PROMPT
Can you retype the items verbatim, from their first line through the line containing "M 150 135 L", with both of those lines included and the pictures left out?

========

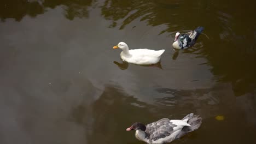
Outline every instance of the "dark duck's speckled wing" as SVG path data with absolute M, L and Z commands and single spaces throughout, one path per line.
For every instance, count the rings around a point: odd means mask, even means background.
M 150 135 L 149 140 L 156 141 L 170 135 L 173 131 L 173 127 L 177 125 L 170 121 L 169 119 L 164 118 L 147 125 L 146 132 Z
M 180 34 L 179 33 L 177 33 L 172 46 L 177 49 L 187 49 L 193 46 L 203 29 L 204 28 L 202 27 L 199 27 L 185 34 Z

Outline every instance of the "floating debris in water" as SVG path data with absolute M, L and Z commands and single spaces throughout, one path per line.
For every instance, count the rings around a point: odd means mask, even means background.
M 216 119 L 218 121 L 223 121 L 224 119 L 224 117 L 223 116 L 217 116 L 215 117 L 215 119 Z

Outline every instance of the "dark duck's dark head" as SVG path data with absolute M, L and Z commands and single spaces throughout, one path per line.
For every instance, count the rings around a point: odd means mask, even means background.
M 146 127 L 145 125 L 141 123 L 133 123 L 131 127 L 128 128 L 126 129 L 126 131 L 131 131 L 132 130 L 141 130 L 142 131 L 145 131 L 146 129 Z

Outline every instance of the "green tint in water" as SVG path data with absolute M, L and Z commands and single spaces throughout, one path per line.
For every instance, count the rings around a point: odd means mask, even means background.
M 173 143 L 255 143 L 253 3 L 1 1 L 0 143 L 143 143 L 126 128 L 190 112 L 201 127 Z M 194 46 L 172 49 L 199 26 Z M 131 64 L 121 41 L 166 50 Z

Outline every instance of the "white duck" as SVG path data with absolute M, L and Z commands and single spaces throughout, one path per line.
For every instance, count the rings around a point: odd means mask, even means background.
M 193 113 L 182 120 L 170 120 L 164 118 L 147 125 L 135 123 L 126 131 L 135 130 L 135 137 L 149 144 L 164 144 L 179 139 L 188 133 L 199 128 L 202 118 Z
M 194 30 L 183 34 L 179 32 L 176 33 L 172 46 L 176 49 L 185 49 L 193 46 L 204 29 L 203 27 L 198 27 Z
M 161 59 L 161 55 L 165 50 L 155 51 L 149 49 L 130 50 L 124 42 L 120 42 L 113 49 L 119 48 L 123 50 L 120 53 L 123 61 L 137 64 L 156 64 Z

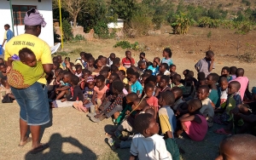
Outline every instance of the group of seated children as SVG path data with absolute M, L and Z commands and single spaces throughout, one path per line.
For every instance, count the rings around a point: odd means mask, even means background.
M 170 49 L 163 50 L 163 57 L 150 62 L 141 53 L 135 64 L 131 51 L 122 60 L 113 53 L 96 60 L 81 52 L 72 63 L 70 58 L 62 60 L 57 55 L 53 58 L 53 73 L 47 77 L 49 101 L 52 107 L 73 106 L 94 123 L 112 117 L 118 128 L 106 133 L 108 143 L 113 148 L 131 147 L 131 159 L 144 159 L 145 155 L 174 159 L 175 152 L 168 150 L 164 140 L 187 134 L 202 140 L 214 123 L 227 124 L 215 130 L 224 134 L 248 132 L 255 124 L 253 108 L 253 112 L 250 109 L 255 93 L 248 91 L 242 68 L 224 66 L 221 76 L 212 72 L 214 54 L 209 50 L 195 66 L 197 78 L 185 70 L 182 79 Z M 0 69 L 3 75 L 2 63 Z M 4 77 L 1 83 L 8 88 Z M 253 120 L 249 118 L 252 115 Z

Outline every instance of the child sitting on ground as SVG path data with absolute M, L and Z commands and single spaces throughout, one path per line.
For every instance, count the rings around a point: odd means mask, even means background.
M 156 76 L 159 72 L 159 65 L 160 65 L 160 58 L 155 57 L 153 60 L 153 65 L 148 67 L 148 70 L 151 70 L 153 71 L 152 75 Z
M 105 118 L 113 116 L 116 119 L 119 112 L 123 110 L 123 101 L 125 94 L 123 93 L 124 83 L 120 81 L 113 82 L 112 91 L 113 94 L 108 95 L 102 106 L 99 107 L 100 113 L 91 116 L 90 120 L 98 123 Z
M 71 76 L 72 74 L 69 71 L 63 71 L 62 81 L 61 81 L 59 88 L 55 89 L 55 93 L 57 94 L 57 97 L 55 100 L 60 100 L 64 95 L 67 96 L 68 94 L 70 94 Z
M 228 86 L 229 82 L 227 77 L 221 77 L 219 80 L 219 92 L 220 92 L 220 107 L 224 108 L 226 105 L 226 101 L 228 99 Z
M 242 104 L 239 89 L 241 88 L 240 83 L 237 81 L 232 81 L 229 83 L 228 87 L 228 100 L 226 101 L 226 106 L 224 108 L 220 108 L 217 110 L 217 112 L 223 112 L 221 117 L 219 117 L 219 121 L 223 123 L 228 124 L 227 129 L 218 129 L 215 130 L 214 132 L 216 134 L 231 134 L 231 129 L 234 129 L 234 125 L 236 126 L 238 123 L 241 123 L 240 124 L 243 124 L 243 122 L 238 122 L 238 120 L 234 117 L 234 114 L 231 112 L 231 111 L 237 107 L 238 105 Z M 236 121 L 236 122 L 235 122 Z M 234 133 L 236 134 L 236 133 Z
M 166 63 L 162 63 L 159 66 L 159 73 L 163 75 L 170 76 L 170 71 L 168 71 L 168 65 Z
M 254 160 L 255 150 L 255 136 L 247 134 L 231 135 L 221 141 L 219 156 L 215 160 Z
M 170 82 L 170 77 L 168 76 L 164 75 L 161 77 L 161 79 L 159 83 L 160 90 L 157 98 L 160 98 L 162 93 L 171 90 L 171 89 L 168 87 L 169 82 Z
M 170 73 L 177 73 L 176 72 L 176 65 L 170 66 Z
M 230 68 L 230 74 L 231 75 L 232 79 L 236 79 L 236 70 L 237 70 L 237 68 L 236 66 L 231 66 Z
M 143 86 L 142 84 L 137 81 L 140 75 L 138 72 L 134 72 L 131 74 L 131 81 L 129 82 L 129 93 L 136 93 L 139 97 L 143 94 Z
M 153 75 L 149 76 L 145 81 L 145 84 L 148 83 L 150 83 L 154 86 L 153 95 L 158 97 L 160 89 L 156 86 L 156 77 Z
M 88 59 L 87 69 L 92 73 L 96 69 L 94 67 L 95 59 L 93 57 L 90 57 Z
M 144 73 L 144 71 L 146 69 L 147 69 L 146 61 L 140 60 L 140 61 L 137 62 L 137 72 L 138 72 L 140 74 L 140 77 Z
M 197 90 L 197 98 L 202 103 L 202 107 L 200 109 L 200 112 L 206 117 L 208 127 L 212 127 L 214 110 L 212 106 L 212 101 L 208 98 L 209 96 L 209 87 L 208 86 L 200 86 Z
M 163 58 L 161 60 L 161 64 L 166 63 L 167 64 L 168 66 L 173 64 L 172 60 L 172 51 L 170 49 L 166 48 L 163 50 Z
M 160 109 L 159 110 L 159 118 L 160 124 L 161 128 L 161 134 L 165 135 L 166 138 L 174 138 L 173 133 L 176 129 L 176 117 L 172 106 L 174 104 L 174 95 L 171 91 L 166 91 L 160 94 L 159 99 L 159 106 Z
M 135 65 L 135 60 L 131 57 L 131 52 L 127 50 L 125 52 L 125 58 L 123 58 L 122 60 L 123 66 L 127 69 L 130 68 L 131 66 Z
M 159 110 L 159 106 L 158 106 L 158 99 L 154 96 L 154 85 L 151 83 L 148 83 L 145 85 L 144 88 L 144 92 L 146 94 L 146 100 L 147 103 L 149 105 L 150 107 L 152 107 L 154 110 L 154 118 L 156 118 L 156 115 Z
M 108 88 L 105 85 L 104 76 L 97 76 L 96 78 L 96 86 L 94 87 L 93 96 L 91 99 L 91 102 L 94 105 L 92 107 L 95 107 L 96 111 L 104 101 L 108 91 Z
M 131 106 L 131 110 L 126 111 L 126 117 L 119 125 L 118 129 L 113 133 L 108 133 L 106 135 L 108 137 L 108 142 L 111 142 L 109 139 L 112 139 L 112 136 L 121 140 L 120 144 L 112 141 L 109 145 L 112 148 L 127 148 L 131 147 L 131 139 L 134 134 L 137 132 L 134 129 L 134 119 L 136 115 L 142 114 L 143 111 L 148 106 L 147 101 L 145 100 L 140 100 L 139 98 L 135 100 L 133 105 Z M 136 113 L 133 113 L 136 112 Z M 122 134 L 123 131 L 129 132 L 129 136 L 124 136 Z
M 166 150 L 162 136 L 157 134 L 159 124 L 149 113 L 138 115 L 135 119 L 136 134 L 131 146 L 130 160 L 138 159 L 172 159 Z
M 93 71 L 93 72 L 91 72 L 92 76 L 98 76 L 100 74 L 100 71 L 102 69 L 102 60 L 97 59 L 95 60 L 95 64 L 96 64 L 96 69 Z
M 184 100 L 183 100 L 183 89 L 178 87 L 174 87 L 172 88 L 172 92 L 175 99 L 175 102 L 172 106 L 172 108 L 174 111 L 174 112 L 176 112 L 177 106 L 184 102 Z
M 183 89 L 183 93 L 186 93 L 186 89 L 183 86 L 183 84 L 180 83 L 180 81 L 181 81 L 181 76 L 179 74 L 173 75 L 172 79 L 171 89 L 172 89 L 173 87 L 179 87 L 181 89 Z
M 205 138 L 208 125 L 206 118 L 200 112 L 201 107 L 200 100 L 193 99 L 189 102 L 189 113 L 178 119 L 181 124 L 181 129 L 177 131 L 178 137 L 184 131 L 193 140 L 201 141 Z
M 228 82 L 233 80 L 232 76 L 230 75 L 230 68 L 229 66 L 224 66 L 221 70 L 221 77 L 225 77 L 228 79 Z
M 207 76 L 207 85 L 210 88 L 209 99 L 213 103 L 212 105 L 214 107 L 219 106 L 219 95 L 218 95 L 218 89 L 216 86 L 216 83 L 218 83 L 218 78 L 219 78 L 219 77 L 217 73 L 210 73 Z
M 113 65 L 113 61 L 114 59 L 115 59 L 115 54 L 111 53 L 107 60 L 107 64 L 108 65 L 108 66 L 111 66 Z
M 212 50 L 208 50 L 206 53 L 206 57 L 200 60 L 195 65 L 195 68 L 198 72 L 202 71 L 207 77 L 214 69 L 214 53 Z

========

THE SOLUTION
Outline every instance of the "dark duck's speckled wing" as SVG path data with absolute M, L and Z commands and single spaces throughout, one path per line.
For every instance, count the rings around a point: odd means mask, even means background.
M 150 135 L 149 140 L 156 141 L 170 135 L 173 131 L 173 127 L 177 125 L 170 121 L 169 119 L 164 118 L 147 125 L 146 132 Z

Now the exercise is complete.